--- Extracted text ---
评论- Response to Reviewer YFGA

2025-08-01

We thank the reviewer for their thoughtful comments and valuable suggestions. Below, we address each point in detail to clarify the contributions and scope of our proposed GSR framework.

1) Novelty of Constraint Handling

We appreciate the opportunity to clarify the novelty of our constraint incorporation strategy. The key distinction lies in the proactive constraint encoding via hnMCTS, which integrates expression-level constraints—such as $f(r \to 0) = \infty$ —through R-GCN-predicted priors $\mathbf{P} \in \mathbb{R}^{|\mathcal{V}| \times |\mathcal{Q}|}$ (line 130) and scalar validity scores $r$ , both computed from global EG features (e.g., node/edge types $\alpha$ ) (Appendix C.3).

These priors guide hnMCTS via $P(s, a)$ in the PUCB formula (Eq. 3), steering the search towards constraint-satisfying expressions early. This approach contrasts with post-hoc filtering, as it reduces invalid rollouts before evaluation—leading to a ~60% reduction in reward sparsity (Fig. 6a). While tree-based methods and EG-based methods differ primarily in invariance encoding, EGs enable richer structural (node/edge) features that strengthen neural guidance during search. As shown in the ablation study (Sec. 4.2), EG improves constraint learning even under the same hnMCTS setup. We will clarify this distinction and provide a motivating example in Sec. 3.2 of the revised version.

2) Feynman Metrics and Baselines

Thank you for your suggestions regarding benchmarking completeness. For the Feynman dataset (Fig. 4d), we adopt solution rate (exact recovery) as the primary metric, following prior SRBench protocols. For recovered expressions, $R^2 = 1$ ; for approximate solutions, the average $R^2 \approx 0.92$ , based on best-fit expressions. Our discovered expressions have a median complexity of ~20 operations, comparable to DGSR.

--- Given records ---

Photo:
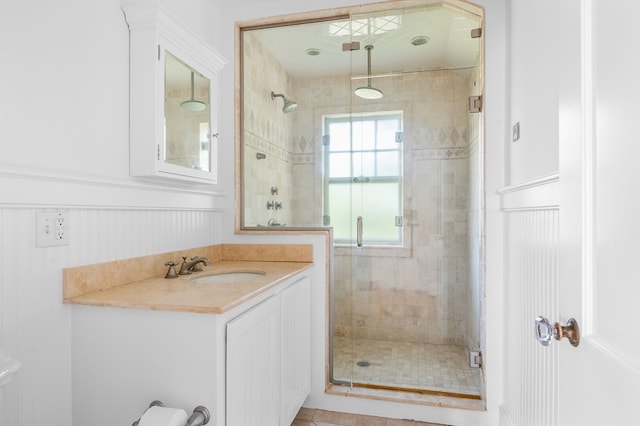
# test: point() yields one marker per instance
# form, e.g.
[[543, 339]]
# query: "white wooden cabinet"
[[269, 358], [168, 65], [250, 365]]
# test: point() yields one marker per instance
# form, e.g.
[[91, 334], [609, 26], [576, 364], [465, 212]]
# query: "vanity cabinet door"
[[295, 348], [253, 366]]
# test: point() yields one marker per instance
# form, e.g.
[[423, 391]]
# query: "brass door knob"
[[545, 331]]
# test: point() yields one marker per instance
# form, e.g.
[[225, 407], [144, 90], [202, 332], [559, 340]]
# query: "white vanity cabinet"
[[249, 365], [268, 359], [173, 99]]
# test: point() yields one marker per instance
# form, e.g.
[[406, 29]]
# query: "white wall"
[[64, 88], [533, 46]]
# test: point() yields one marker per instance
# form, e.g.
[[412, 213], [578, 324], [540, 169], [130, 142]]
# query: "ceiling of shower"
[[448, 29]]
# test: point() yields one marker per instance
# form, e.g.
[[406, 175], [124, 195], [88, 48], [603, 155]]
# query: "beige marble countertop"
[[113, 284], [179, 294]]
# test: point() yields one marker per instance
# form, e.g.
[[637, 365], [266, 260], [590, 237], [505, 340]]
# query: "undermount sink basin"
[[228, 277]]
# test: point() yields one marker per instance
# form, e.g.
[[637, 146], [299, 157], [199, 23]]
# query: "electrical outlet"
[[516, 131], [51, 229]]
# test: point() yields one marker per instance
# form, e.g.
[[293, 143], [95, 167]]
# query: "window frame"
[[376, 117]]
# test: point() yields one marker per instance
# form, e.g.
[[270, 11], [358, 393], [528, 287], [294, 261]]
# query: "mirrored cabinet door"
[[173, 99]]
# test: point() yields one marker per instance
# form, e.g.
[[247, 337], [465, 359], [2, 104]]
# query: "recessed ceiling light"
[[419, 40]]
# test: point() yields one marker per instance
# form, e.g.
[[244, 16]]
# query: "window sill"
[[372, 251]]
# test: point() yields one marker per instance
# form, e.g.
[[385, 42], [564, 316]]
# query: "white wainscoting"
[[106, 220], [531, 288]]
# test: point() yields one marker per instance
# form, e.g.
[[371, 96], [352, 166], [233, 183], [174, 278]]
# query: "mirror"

--- Jobs ---
- A) From the reviewer response, list every reference to a figure, section, appendix, or equation in the paper (written as Fig., Sec., Appendix, or Eq.), in the order they appear.
- B) Reproduce word for word the passage of the reviewer response that begins at the words "These priors guide" and ends after the words "the revised version.".
- C) Using the reviewer response, decide whether each statement agrees with it. Answer yes or no, and quote the words that decide it.
(i) Solution rate is the primary metric for the Feynman dataset.
(ii) The method reduces reward sparsity by about 40%.
(iii) The approach relies on post-hoc filtering of expressions.

--- Results by task ---
- A) Appendix C.3, Eq. 3, Fig. 6a, Sec. 4.2, Sec. 3.2, Fig. 4d

- B)
These priors guide hnMCTS via $P(s, a)$ in the PUCB formula (Eq. 3), steering the search towards constraint-satisfying expressions early. This approach contrasts with post-hoc filtering, as it reduces invalid rollouts before evaluation—leading to a ~60% reduction in reward sparsity (Fig. 6a). While tree-based methods and EG-based methods differ primarily in invariance encoding, EGs enable richer structural (node/edge) features that strengthen neural guidance during search. As shown in the ablation study (Sec. 4.2), EG improves constraint learning even under the same hnMCTS setup. We will clarify this distinction and provide a motivating example in Sec. 3.2 of the revised version.

- C)
(i) Yes: "we adopt solution rate (exact recovery) as the primary metric"
(ii) No: "leading to a ~60% reduction in reward sparsity (Fig. 6a)"
(iii) No: "This approach contrasts with post-hoc filtering"